--- begin PASSAGE ---

- S. B. Divya at Worldcon 2026
- Education: California Institute of Technology University of California, San Diego
- Occupation: Author
- Writing career
- Genre: Science fiction
- Website: sbdivya.com

= S. B. Divya =

Speculative fiction author

S. B. Divya is the pen name of Divya Srinivasan Breed, who writes speculative fiction. She is also an engineer and was the co-editor for Escape Pod, along with Mur Lafferty, through April 8, 2022.

Her debut novella, Runtime, published by Tor.com, was nominated for the 2016 Nebula Award for Best Novella. It was also optioned for film and television adaptation for Escape Artists. The indie game Rogue Wizards, released by Spellbound Studios, features her writing.

Her debut novel, Machinehood, was published in 2021 by Saga Press, and received both high praise, with one reviewer describing it as upgrading Asimov's laws of robotics, but also criticism for not going far enough in its exploration of ideas. Divya's second full-length novel, Meru, was published in 2023, and has been described both as surprisingly optimistic about the fate of humanity and as an epic sci-fi in a unique world. Her short story collection, Contingency Plans for the Apocalypse and Other Possible Situations, is published by Hachette India.

==Personal life==
Born in Pondicherry, India, as Divya, her given name, S.B. Divya immigrated to the United States with her parents when she was five. Her father was a professor of business administration and her mother was a software engineer. The S in her pen name stands for her patronym, Srinivasan, and the B stands for Breed, her husband's surname.

--- end PASSAGE ---

• **EXERCISE TASK 1**:
In the passage on S. B. Divya, what does the B in her pen name stand for?

--- begin LISTED ENTRIES ---

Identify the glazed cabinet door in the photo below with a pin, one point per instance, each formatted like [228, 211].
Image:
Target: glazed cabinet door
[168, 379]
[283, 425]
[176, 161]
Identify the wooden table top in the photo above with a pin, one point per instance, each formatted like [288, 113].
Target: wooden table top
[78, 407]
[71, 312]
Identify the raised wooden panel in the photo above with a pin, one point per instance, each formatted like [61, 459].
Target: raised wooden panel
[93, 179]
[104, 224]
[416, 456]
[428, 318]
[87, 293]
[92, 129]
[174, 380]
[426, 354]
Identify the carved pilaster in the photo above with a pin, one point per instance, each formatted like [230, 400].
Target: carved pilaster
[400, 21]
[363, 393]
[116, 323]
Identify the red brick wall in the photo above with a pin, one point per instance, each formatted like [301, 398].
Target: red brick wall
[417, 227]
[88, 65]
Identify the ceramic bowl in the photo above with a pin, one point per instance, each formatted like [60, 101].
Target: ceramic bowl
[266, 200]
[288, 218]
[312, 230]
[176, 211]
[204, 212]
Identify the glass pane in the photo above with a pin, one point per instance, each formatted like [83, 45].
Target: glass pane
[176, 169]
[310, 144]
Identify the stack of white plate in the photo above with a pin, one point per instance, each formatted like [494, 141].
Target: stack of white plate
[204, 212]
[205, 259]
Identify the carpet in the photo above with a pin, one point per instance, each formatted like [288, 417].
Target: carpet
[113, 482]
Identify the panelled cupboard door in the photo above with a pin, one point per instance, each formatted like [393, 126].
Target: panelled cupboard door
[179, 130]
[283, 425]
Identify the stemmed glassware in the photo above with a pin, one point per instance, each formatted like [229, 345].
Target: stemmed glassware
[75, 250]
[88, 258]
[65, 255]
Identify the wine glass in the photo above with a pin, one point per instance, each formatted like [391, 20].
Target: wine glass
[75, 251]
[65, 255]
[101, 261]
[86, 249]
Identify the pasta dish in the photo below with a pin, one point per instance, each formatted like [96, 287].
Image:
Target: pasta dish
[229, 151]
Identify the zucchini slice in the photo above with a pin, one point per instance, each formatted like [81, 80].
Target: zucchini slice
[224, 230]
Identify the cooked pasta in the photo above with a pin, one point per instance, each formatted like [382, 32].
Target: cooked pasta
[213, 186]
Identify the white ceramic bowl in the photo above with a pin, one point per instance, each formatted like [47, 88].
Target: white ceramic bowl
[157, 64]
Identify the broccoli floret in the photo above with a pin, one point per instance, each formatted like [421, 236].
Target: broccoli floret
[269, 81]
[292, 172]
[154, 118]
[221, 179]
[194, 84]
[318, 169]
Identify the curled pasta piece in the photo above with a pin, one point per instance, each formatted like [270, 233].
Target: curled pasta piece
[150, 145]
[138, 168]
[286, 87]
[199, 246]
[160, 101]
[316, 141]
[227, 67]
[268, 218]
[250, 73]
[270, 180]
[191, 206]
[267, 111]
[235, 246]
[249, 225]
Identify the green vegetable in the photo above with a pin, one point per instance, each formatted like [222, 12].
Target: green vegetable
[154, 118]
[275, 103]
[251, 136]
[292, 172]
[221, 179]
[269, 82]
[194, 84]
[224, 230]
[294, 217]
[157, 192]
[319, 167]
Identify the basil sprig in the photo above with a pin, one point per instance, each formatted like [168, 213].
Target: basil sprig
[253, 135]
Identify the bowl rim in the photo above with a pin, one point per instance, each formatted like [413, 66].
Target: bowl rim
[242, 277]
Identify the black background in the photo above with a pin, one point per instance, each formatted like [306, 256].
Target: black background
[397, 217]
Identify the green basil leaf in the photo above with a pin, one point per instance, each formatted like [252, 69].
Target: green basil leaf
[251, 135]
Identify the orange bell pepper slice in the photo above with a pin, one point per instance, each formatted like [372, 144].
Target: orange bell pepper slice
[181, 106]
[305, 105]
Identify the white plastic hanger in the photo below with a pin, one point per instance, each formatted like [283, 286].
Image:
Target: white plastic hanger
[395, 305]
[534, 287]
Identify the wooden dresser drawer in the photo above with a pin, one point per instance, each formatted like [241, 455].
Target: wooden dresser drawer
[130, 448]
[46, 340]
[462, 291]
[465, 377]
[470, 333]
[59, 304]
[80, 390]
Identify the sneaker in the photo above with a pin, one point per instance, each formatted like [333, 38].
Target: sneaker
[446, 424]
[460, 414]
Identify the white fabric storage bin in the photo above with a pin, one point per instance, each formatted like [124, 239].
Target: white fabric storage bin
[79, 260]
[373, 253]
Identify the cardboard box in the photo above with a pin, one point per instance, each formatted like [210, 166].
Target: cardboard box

--- end LISTED ENTRIES ---

• **EXERCISE TASK 2**:
Pull out every line of the records that contains the string "cardboard". Case counts.

• **CORRECT ANSWER 1**:
Breed, her husband's surname.

• **CORRECT ANSWER 2**:
Identify the cardboard box in the photo above with a pin, one point per instance, each formatted like [210, 166].
Target: cardboard box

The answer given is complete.